• **Try it**:
Filter the entries down to the lines containing "hand", and copy those lines.

• **Collected data entries**:
[Start of Attachment]

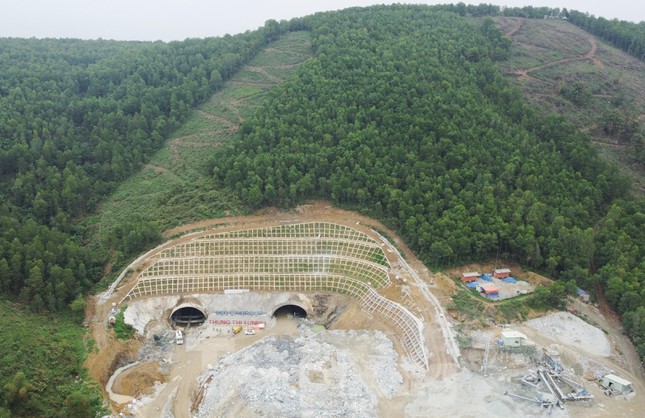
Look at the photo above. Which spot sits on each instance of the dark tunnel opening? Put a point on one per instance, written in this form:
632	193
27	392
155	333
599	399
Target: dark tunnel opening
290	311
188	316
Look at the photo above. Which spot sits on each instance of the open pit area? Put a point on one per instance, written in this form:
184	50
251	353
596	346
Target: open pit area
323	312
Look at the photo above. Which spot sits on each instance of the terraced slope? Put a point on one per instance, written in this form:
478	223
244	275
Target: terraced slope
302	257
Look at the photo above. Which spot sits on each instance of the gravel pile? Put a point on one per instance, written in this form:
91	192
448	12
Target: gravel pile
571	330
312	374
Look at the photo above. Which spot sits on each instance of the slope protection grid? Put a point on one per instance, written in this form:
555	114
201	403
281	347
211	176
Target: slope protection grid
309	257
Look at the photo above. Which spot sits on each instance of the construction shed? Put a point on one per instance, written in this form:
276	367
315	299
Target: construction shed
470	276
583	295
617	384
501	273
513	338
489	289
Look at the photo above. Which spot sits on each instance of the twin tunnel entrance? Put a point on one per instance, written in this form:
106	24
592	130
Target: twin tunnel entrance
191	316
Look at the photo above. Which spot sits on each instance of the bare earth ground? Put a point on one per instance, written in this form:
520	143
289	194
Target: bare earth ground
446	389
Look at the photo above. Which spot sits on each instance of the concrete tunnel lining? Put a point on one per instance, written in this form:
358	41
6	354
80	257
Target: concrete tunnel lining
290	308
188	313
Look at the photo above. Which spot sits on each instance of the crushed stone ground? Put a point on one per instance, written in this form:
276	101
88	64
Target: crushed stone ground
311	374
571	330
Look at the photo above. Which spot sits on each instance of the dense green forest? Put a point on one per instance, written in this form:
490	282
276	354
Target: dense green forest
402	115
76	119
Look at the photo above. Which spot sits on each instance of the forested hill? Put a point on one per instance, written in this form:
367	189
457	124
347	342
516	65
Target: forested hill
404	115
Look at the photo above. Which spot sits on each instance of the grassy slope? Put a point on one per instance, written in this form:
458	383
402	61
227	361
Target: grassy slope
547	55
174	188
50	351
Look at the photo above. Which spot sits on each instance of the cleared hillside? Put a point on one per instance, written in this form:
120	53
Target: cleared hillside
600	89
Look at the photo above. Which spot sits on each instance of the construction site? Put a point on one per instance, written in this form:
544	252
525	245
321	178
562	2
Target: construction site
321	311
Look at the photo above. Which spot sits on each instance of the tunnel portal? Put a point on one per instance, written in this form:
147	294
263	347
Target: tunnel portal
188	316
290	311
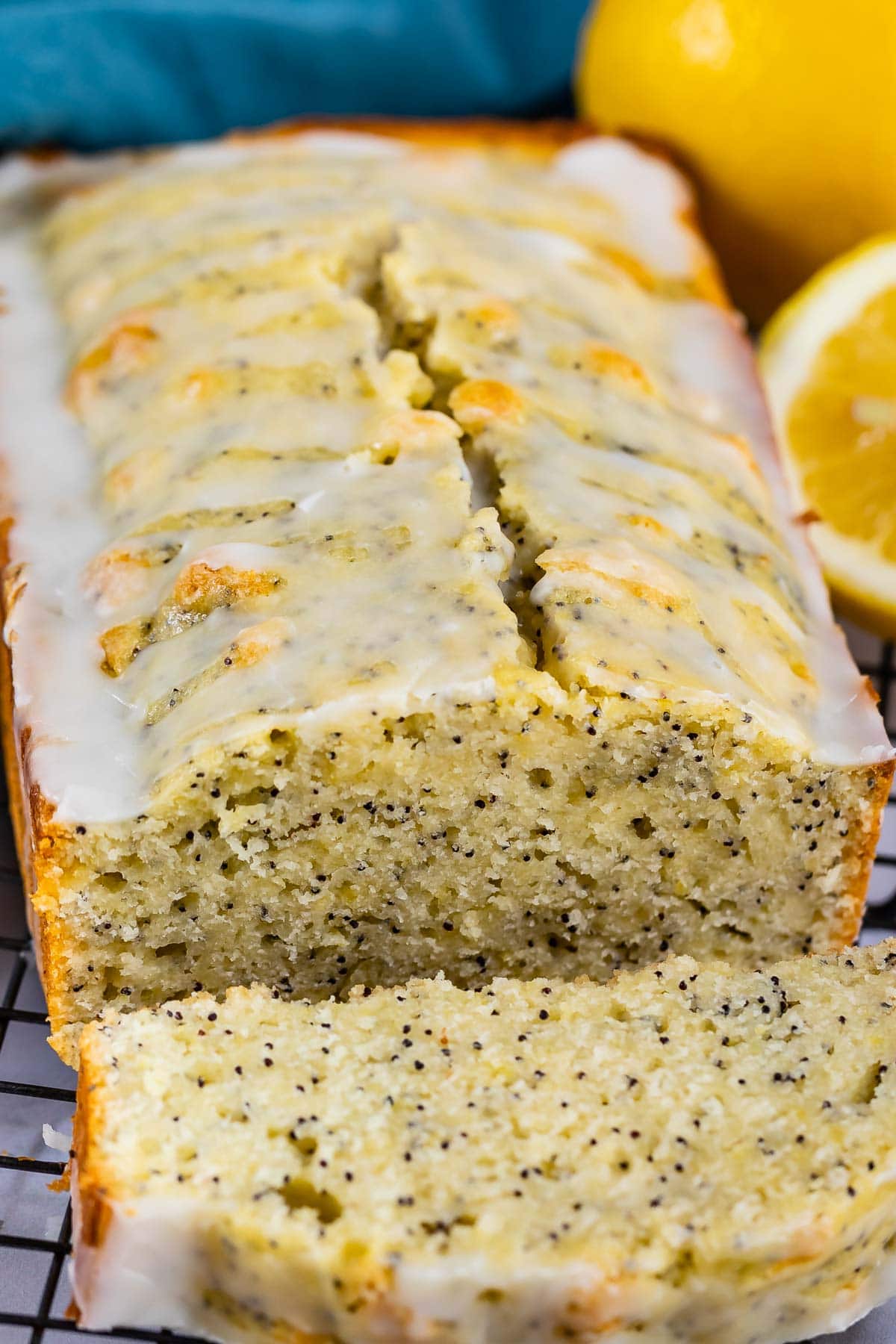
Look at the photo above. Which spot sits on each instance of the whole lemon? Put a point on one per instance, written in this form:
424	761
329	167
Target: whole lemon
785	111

[End of Attachment]
[Start of Attachment]

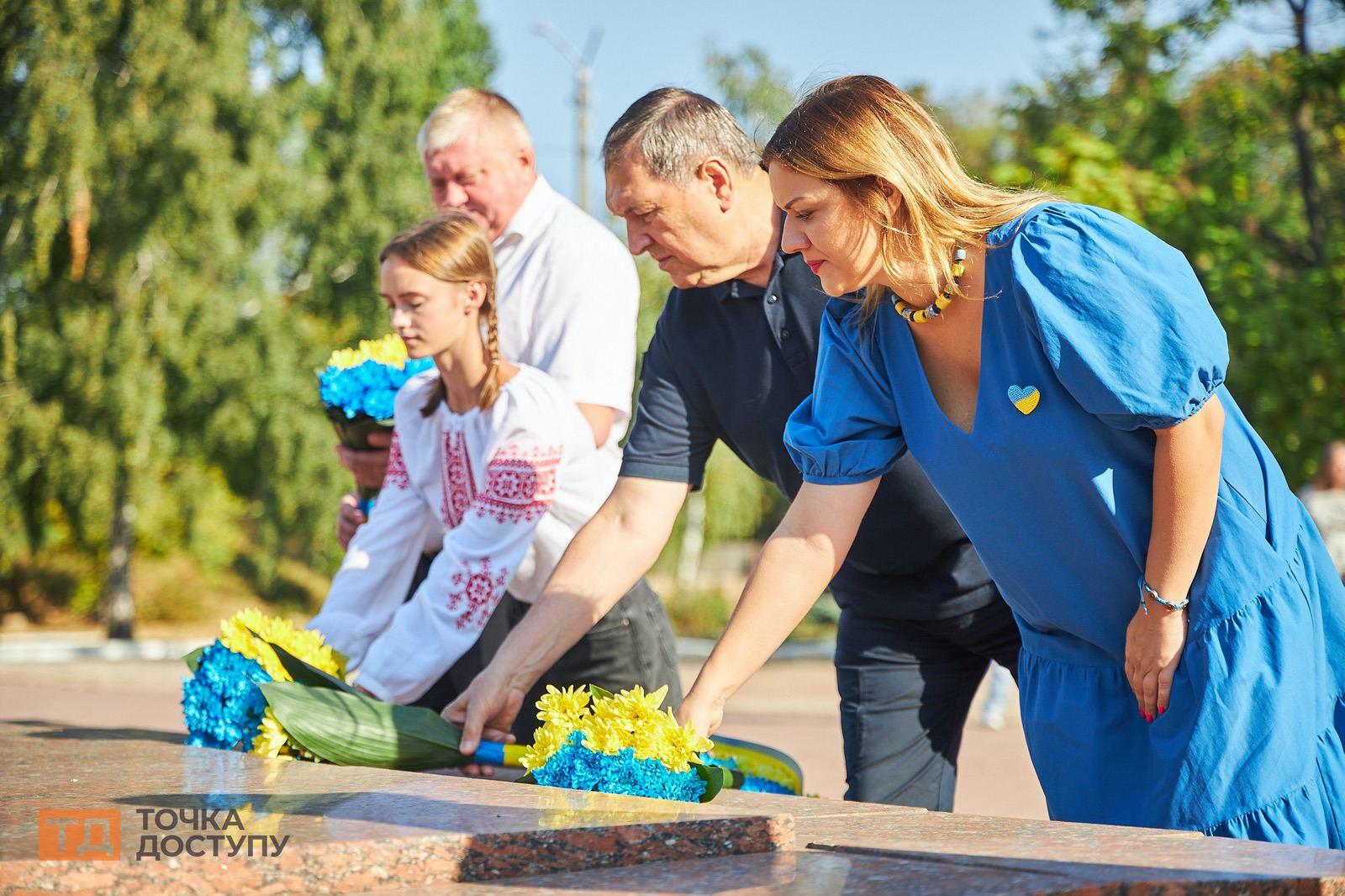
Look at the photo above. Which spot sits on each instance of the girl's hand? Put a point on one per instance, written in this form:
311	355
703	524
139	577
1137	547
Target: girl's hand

[End of Attachment]

• **Output for this exercise**:
Look at the photo above. Which spot sits on each instance of the girl's hand? Put a point on one per instance, written in this form:
Target: girl's hand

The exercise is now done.